What I Disliked about “Selfless”:
- As I said in the introduction, this ep cemented the destruction of the Anya character. While you can’t really take S3 into account when looking at her development as a whole (back in “The Wish” and “Doppelgangland”, she was intelligent, slightly creepy, showed understanding of social mores, and spoke fluent, non-stilted English – all of which mysteriously disappeared a few eps into S4), the person she is here isn’t even consistent with the strange, unable-to-understand-reality figure she was from “The Harsh Light of Day” onwards. Throughout the past three seasons, we’ve had multiple instances of Anya not fitting in because she was an ex-demon (that’s even stated outright in several episodes). However, now it turns out she was just a strange person all along. If that’s the case, we should have been told that right from the start; as it is, it messes up much of her character growth.
- The idea of featuring scenes from Anya’s past was good, but the execution left a lot to be desired. For all of the time spent on them, we learnt almost nothing new, and they seemed content to just point at “Triangle”. What’s more, little of what we were shown tied in to Anya’s character development in any meaningful way – the sudden suggestion that she lacks a sense of self struck me as abrupt (she seemed just fine in S3...), and it comes across more as a tool for giving the character something to do than a legitimate attempt at giving her layers. And if this desire to cling to whatever comes by has been driving her behaviour throughout her existence, surely we could have had some foreshadowing regarding it before?
- Why was Aud ostracized by the villagers when they all spoke and behaved as “strangely literal[ly]” as she did? In addition, when we first saw them together, why were Aud and D'Hoffryn speaking in American English, when that language didn't exist at the time (and the show went to all the effort of subtitling the Swedish dialogue earlier on)?
- Dawn's ‘do what everyone else does’ talk to Willow was unfunny and unrealistic, and Alyson Hannigan overdid her ‘happy’ acting on Willow’s back-to-school cheerfulness.
- I thought that the girl who played Rachel was unconvincing, and the script’s explanation for her wish was confusing. It seems that for some reason, Anya was randomly at the frat house (or nearby) and heard Rachel make her wish; consequently deciding to grant it. There’s nothing in the dialogue to suggest that Anya met her or tried to goad her into saying something, which is inconsistent with how we’ve seen her work in the past. I guess we just have to assume that she was in the right place at the right time, and had excellent hearing.

▶ What is required:
Continue the review of the episode "Selfless" from where it stops, adding further points in the same style.

▶ Extracted data:
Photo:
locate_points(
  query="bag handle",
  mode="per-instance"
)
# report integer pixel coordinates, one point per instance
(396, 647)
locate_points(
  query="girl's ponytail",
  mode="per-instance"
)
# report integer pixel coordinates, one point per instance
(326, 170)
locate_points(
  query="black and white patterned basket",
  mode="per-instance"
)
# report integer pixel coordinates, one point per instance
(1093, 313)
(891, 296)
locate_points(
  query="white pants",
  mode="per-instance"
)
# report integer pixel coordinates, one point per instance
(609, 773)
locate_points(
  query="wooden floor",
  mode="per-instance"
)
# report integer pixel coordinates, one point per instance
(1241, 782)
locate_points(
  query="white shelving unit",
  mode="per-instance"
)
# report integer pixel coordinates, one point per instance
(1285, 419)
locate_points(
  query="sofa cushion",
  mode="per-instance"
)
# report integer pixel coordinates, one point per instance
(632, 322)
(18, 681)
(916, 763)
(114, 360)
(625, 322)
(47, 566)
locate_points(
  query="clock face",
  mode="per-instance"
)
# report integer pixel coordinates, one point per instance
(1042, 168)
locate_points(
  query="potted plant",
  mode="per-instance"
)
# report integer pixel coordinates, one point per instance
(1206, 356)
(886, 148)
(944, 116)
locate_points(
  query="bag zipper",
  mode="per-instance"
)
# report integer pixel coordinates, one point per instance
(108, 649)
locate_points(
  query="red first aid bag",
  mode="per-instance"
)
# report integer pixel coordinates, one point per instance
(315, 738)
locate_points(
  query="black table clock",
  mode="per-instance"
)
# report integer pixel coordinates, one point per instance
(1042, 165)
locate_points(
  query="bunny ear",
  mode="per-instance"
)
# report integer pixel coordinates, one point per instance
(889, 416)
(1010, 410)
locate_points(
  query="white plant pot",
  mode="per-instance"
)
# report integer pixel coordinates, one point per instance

▶ Response to this exercise:
- Why did Anya choose to punish the frat boys by summoning a dangerous demon that could break loose and kill innocent people? Couldn’t she have just made them rip their own/each other’s hearts out?
- Willow’s ’reversion’ to her dark self when she cast the barrier spell was silly, and tossed in for a cheap shock.
- The Buffy and Spike scene in the basement was gratuitous. I know James Marsters is a contracted regular, but if there’s no role for him to fill within the episode, he shouldn’t be in it. And did Buffy really think that shouting at a deeply disturbed man would get him to leave the school? Suggesting he go was fine, but her delivery was way off.
- Sarah Michelle Gellar’s acting is getting steadily worse. She turned out low quality performances in “Beneath You” and “Help”, and she’s just as flat here. She’s barely trying during the Buffy/Xander argument, and wears the same bored, grim look on her face in every scene.
- Speaking of the argument, it was terribly handled. We first had the bizarreness of Xander chastising Willow for not telling them about Anya when they’d only just met up (what was she supposed to do? Teleport to the woods?), and then Buffy’s overdone “I have to kill her” speech. I didn’t buy her argument that it was the only way (has no-one ever spoken with Anya and found out how she lost her powers the first time?), and neither she nor Xander bothered to address the specific issue at hand; instead choosing to rant at each other like spoiled children. The stream of ad hominem attacks got tiring, and came across as being contrived for the sake of ‘drama’.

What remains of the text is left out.